## Stored data entries:
-- BEGIN --

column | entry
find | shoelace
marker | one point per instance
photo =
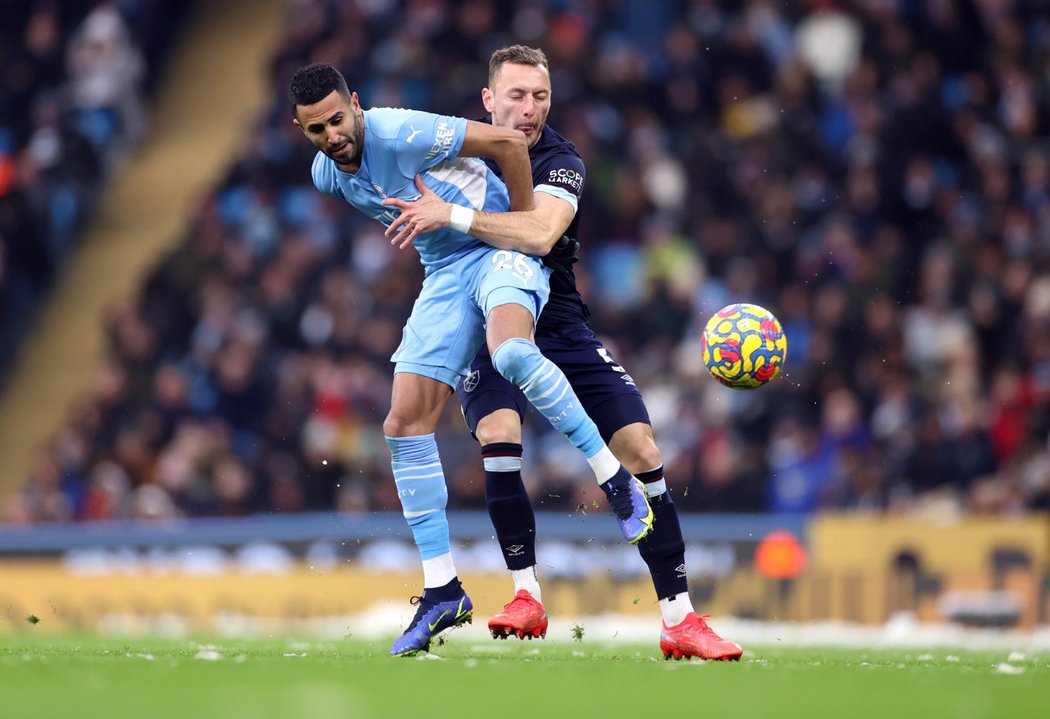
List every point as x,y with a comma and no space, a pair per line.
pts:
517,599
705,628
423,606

-- END --

Keep the pictures out and write out the records exactly.

column | entry
find | shoelace
marker | one point per instance
photo =
List every point as x,y with a comma and no space, a pair per line.
pts:
517,599
705,628
423,606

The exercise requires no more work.